The response should be the complete listing below, unchanged.

○ ○ ○ ○

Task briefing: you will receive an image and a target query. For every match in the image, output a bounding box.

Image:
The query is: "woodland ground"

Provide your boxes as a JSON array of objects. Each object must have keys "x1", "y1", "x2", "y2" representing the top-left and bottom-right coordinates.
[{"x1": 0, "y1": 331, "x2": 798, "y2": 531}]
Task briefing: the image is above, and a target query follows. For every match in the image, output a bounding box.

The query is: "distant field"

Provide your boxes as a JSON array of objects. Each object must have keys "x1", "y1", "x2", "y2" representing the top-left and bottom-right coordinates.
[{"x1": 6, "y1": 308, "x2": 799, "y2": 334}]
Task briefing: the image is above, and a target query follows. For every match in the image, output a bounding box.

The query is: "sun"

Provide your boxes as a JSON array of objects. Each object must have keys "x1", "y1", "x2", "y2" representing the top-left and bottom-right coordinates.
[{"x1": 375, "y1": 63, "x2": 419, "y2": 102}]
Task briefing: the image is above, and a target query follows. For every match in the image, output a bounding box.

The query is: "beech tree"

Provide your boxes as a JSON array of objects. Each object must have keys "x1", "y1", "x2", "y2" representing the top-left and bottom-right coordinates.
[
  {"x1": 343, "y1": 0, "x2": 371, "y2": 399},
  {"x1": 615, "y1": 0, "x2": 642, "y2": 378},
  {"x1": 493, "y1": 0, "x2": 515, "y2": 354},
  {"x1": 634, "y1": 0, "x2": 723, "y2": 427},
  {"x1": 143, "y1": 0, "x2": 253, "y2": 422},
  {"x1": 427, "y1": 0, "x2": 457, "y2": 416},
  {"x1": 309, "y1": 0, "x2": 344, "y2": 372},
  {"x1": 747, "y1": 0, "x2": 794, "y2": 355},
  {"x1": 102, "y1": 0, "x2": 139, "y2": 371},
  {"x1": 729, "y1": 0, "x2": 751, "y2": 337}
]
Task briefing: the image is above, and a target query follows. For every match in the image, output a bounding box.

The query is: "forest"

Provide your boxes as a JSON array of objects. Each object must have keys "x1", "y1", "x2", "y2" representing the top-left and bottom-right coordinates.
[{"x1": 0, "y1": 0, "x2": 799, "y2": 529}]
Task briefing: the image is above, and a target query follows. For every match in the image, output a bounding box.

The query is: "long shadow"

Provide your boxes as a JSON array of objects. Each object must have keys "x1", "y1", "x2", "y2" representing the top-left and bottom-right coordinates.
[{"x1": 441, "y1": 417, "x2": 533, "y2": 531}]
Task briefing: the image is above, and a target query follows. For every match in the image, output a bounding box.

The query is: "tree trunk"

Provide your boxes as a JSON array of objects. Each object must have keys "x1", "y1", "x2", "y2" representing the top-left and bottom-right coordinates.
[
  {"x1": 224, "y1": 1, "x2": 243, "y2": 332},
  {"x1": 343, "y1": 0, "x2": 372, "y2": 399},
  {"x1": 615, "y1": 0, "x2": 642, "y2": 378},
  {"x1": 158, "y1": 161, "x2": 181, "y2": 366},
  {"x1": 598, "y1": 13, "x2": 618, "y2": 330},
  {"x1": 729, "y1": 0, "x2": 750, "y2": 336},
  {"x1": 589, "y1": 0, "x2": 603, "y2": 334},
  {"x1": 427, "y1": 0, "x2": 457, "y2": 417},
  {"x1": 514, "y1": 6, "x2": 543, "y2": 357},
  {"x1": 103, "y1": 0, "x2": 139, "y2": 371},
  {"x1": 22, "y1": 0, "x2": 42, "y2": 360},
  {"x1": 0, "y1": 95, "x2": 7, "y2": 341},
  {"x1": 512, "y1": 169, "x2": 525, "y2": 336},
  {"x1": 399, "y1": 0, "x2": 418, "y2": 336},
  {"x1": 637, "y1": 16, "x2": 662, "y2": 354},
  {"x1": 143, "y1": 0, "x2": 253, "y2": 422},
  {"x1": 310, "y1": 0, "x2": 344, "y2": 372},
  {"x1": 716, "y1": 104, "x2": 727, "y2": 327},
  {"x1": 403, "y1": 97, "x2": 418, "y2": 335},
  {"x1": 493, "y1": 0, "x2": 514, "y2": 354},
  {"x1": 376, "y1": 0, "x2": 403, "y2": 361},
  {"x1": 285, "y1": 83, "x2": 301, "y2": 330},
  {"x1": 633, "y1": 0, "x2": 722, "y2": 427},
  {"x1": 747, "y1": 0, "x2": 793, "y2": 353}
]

○ ○ ○ ○

### Answer space
Task briefing: you will receive an image and a target query. For every match in the image, output a bounding box.

Image:
The query is: "woodland ground"

Provide your boxes as a JSON array of objects. Each object must have keys "x1", "y1", "x2", "y2" representing the top-left and bottom-right coordinates.
[{"x1": 0, "y1": 331, "x2": 798, "y2": 531}]
Task briefing: the image is above, and a target query follows. For every match in the image, output a bounding box.

The query is: "distant field"

Provide your boxes as a JSON array of objects. Each object must have keys "x1", "y1", "x2", "y2" representing the top-left and bottom-right coordinates.
[{"x1": 6, "y1": 308, "x2": 799, "y2": 334}]
Task briefing: the image is above, and a target query follows. For every match in the image, output a bounding box.

The query is: "sun"

Provide your boxes as a JSON array of objects. Each object must have keys "x1", "y1", "x2", "y2" representing the top-left and bottom-right coordinates.
[{"x1": 375, "y1": 63, "x2": 419, "y2": 102}]
Task briefing: the image is above, and a target query follows. For every match in the image, output a bounding box.

The query is: "beech tree"

Provide your boxes as a JSON array of objects. Each object must have keys "x1", "y1", "x2", "y2" representing the top-left and bottom-right coordinates.
[
  {"x1": 343, "y1": 0, "x2": 371, "y2": 399},
  {"x1": 615, "y1": 0, "x2": 642, "y2": 378},
  {"x1": 493, "y1": 0, "x2": 515, "y2": 354},
  {"x1": 634, "y1": 0, "x2": 723, "y2": 427},
  {"x1": 143, "y1": 0, "x2": 253, "y2": 422},
  {"x1": 427, "y1": 0, "x2": 457, "y2": 416},
  {"x1": 309, "y1": 0, "x2": 344, "y2": 372},
  {"x1": 747, "y1": 0, "x2": 794, "y2": 355},
  {"x1": 102, "y1": 0, "x2": 139, "y2": 371},
  {"x1": 729, "y1": 0, "x2": 751, "y2": 337}
]
Task briefing: the image is above, and a target query follows. For every match in the image, output a bounding box.

The query is: "forest"

Provide your boxes as a JSON array of objects. Each object must have keys "x1", "y1", "x2", "y2" representing the top-left and bottom-right coordinates.
[{"x1": 0, "y1": 0, "x2": 799, "y2": 529}]
Task briefing: the image is above, and a target query follows. For every match in the image, output a bounding box.

The query is: "long shadow"

Provide your boxes as a JSON array of objects. Each object must have keys "x1", "y1", "x2", "y2" representing the top-left and bottom-right coordinates.
[{"x1": 441, "y1": 417, "x2": 533, "y2": 531}]
Task briefing: the image is above, and a target query follows. For every match in the image, output a bounding box.

The query is: "tree trunk"

Provide your boxes as a JSON array of objects. Each object must have keys "x1", "y1", "x2", "y2" representing the top-left and bottom-right coordinates.
[
  {"x1": 224, "y1": 1, "x2": 243, "y2": 332},
  {"x1": 343, "y1": 0, "x2": 372, "y2": 399},
  {"x1": 615, "y1": 0, "x2": 642, "y2": 378},
  {"x1": 158, "y1": 161, "x2": 181, "y2": 366},
  {"x1": 598, "y1": 13, "x2": 618, "y2": 330},
  {"x1": 729, "y1": 0, "x2": 750, "y2": 336},
  {"x1": 589, "y1": 0, "x2": 603, "y2": 334},
  {"x1": 427, "y1": 0, "x2": 457, "y2": 417},
  {"x1": 514, "y1": 6, "x2": 543, "y2": 357},
  {"x1": 103, "y1": 0, "x2": 139, "y2": 371},
  {"x1": 22, "y1": 0, "x2": 42, "y2": 360},
  {"x1": 0, "y1": 95, "x2": 7, "y2": 341},
  {"x1": 512, "y1": 169, "x2": 525, "y2": 336},
  {"x1": 399, "y1": 0, "x2": 418, "y2": 336},
  {"x1": 637, "y1": 16, "x2": 662, "y2": 354},
  {"x1": 143, "y1": 0, "x2": 253, "y2": 422},
  {"x1": 310, "y1": 0, "x2": 344, "y2": 372},
  {"x1": 716, "y1": 104, "x2": 727, "y2": 327},
  {"x1": 403, "y1": 97, "x2": 418, "y2": 335},
  {"x1": 493, "y1": 0, "x2": 514, "y2": 354},
  {"x1": 376, "y1": 0, "x2": 403, "y2": 361},
  {"x1": 285, "y1": 83, "x2": 301, "y2": 330},
  {"x1": 633, "y1": 0, "x2": 722, "y2": 427},
  {"x1": 747, "y1": 0, "x2": 793, "y2": 353}
]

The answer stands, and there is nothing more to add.